▶ **Brief 1**:
According to the passage on the greenhouse effect, what concentration of carbon dioxide had been reached by 2000 ce?

▶ **Selected text**:
--- begin ---

The greenhouse effect

The Earth is warmed by radiation from the sun. Some of this radiation is absorbed, but much is radiated back. The atmosphere prevents some of this radiation from escaping (infrared radiation included), acting like a blanket. If there were no atmosphere, the Earth would be much colder. This entrapment of radiation is known as ‘the greenhouse effect’.

Within a greenhouse, some of the radiation from the plants and their surroundings is trapped and reflected back by the glass. This makes the greenhouse warmer than the ambient environment. The Earth’s atmosphere acts in a similar way, trapping heat and making our planet warm enough to be hospitable to life.

But the greenhouse effect is getting stronger, and the atmosphere is becoming warmer in consequence. This change is associated with an increase of various ‘greenhouse gases’, of which carbon dioxide is the foremost by volume. For the period 1000–1750 ce (and for much of the time since the last ice age), the concentration of carbon dioxide remained at around 280 parts per million (ppm). But by 2000 ce, it had reached 368 ppm, and it currently stands at well over 400 ppm (Houghton 2015: 70; according to Caldecott and his distinguished sources, at 421 ppm in 2022 (Caldecott 2022a: 3: UCSD and SIO 2022). Across the same period (since the year 1750), average temperatures have risen by over 1°C (Caldecott 2022a: 72, Fig. 4.4), most of this increase being attributable to human activity. That may not sound much, but superficially small increases can have huge impacts, as will shortly be seen. (A shorter version of Caldecott’s essay was published later in 2022: see Caldecott 2022b.)

Nor is carbon dioxide the only greenhouse gas. Methane (a gas generated by the decay of organic matter) is another, and one that is much more potent, volume for volume, at that. The average concentration of methane from 1000 to 1750 ce was 700 parts per billion (ppb), but this had increased to 1,750 ppb in the year 2000, and to 1,809 ppb in 2012 (Houghton 2015: 70). According to Caldecott and Tollefson, this average level reached over 1,900 ppb in 2022 (Caldecott 2022a: 3; Tollefson 2022), after a record increase during 2020–2021; this total amounts to 262 per cent of the pre-industrial level (Horton 2022). One human contribution to methane levels is made through the manufacture of plastics, for microplastics (the tiny fragments into which plastic bottles and wrappings are shredded by the action of seas and oceans) emit methane as they break down (Winters 2022: 11). Surprisingly, reservoirs contributed 5.2 per cent of global anthropogenic methane emissions in 2020 (Soued et al. 2022). Methane is particularly significant (among other reasons) because ‘vast amounts of methane . . . are trapped in permafrost on land and under the sea around the Arctic’ (Broome 2012: 75). If the warming of the atmosphere causes much of this methane to escape, then the greenhouse effect will be hugely accelerated.

--- end ---

▶ **Brief 2**:
Please swap "flower head" for "blossom" in the records, starting with the line with "Phrase: green vegetation" and going on through the end of the records, and give those lines back otherwise unchanged, without the pictures.

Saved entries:

--- begin ---

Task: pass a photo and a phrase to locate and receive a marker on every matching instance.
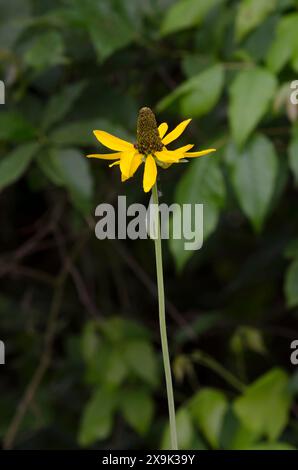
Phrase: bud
(148, 140)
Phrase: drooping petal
(162, 129)
(168, 156)
(124, 178)
(136, 162)
(172, 156)
(150, 173)
(106, 156)
(114, 163)
(184, 149)
(125, 162)
(198, 154)
(112, 142)
(176, 132)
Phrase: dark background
(78, 316)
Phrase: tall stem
(162, 324)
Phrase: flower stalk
(162, 324)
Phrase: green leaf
(198, 95)
(285, 44)
(186, 14)
(201, 183)
(15, 163)
(185, 431)
(69, 168)
(138, 407)
(264, 406)
(45, 50)
(97, 419)
(253, 177)
(15, 128)
(59, 105)
(142, 360)
(291, 284)
(293, 156)
(235, 436)
(250, 96)
(252, 13)
(14, 18)
(208, 408)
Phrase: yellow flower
(151, 148)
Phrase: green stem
(162, 324)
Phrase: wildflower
(150, 148)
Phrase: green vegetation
(79, 317)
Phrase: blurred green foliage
(73, 381)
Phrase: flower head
(150, 148)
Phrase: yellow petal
(150, 173)
(112, 142)
(172, 156)
(168, 156)
(176, 132)
(162, 129)
(106, 156)
(125, 163)
(123, 178)
(114, 163)
(199, 154)
(136, 162)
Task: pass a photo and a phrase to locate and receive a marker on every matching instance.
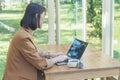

--- end ---

▶ **Full answer 1**:
368 ppm

▶ **Full answer 2**:
Phrase: green vegetation
(79, 317)
Phrase: blurred green foliage
(73, 381)
Phrase: blossom
(150, 148)
Phrase: yellow petal
(150, 173)
(112, 142)
(172, 156)
(168, 156)
(176, 132)
(162, 129)
(106, 156)
(125, 163)
(123, 178)
(114, 163)
(199, 154)
(136, 162)
Task: pass a photo and a phrase to locate and receive a marker on every matching instance.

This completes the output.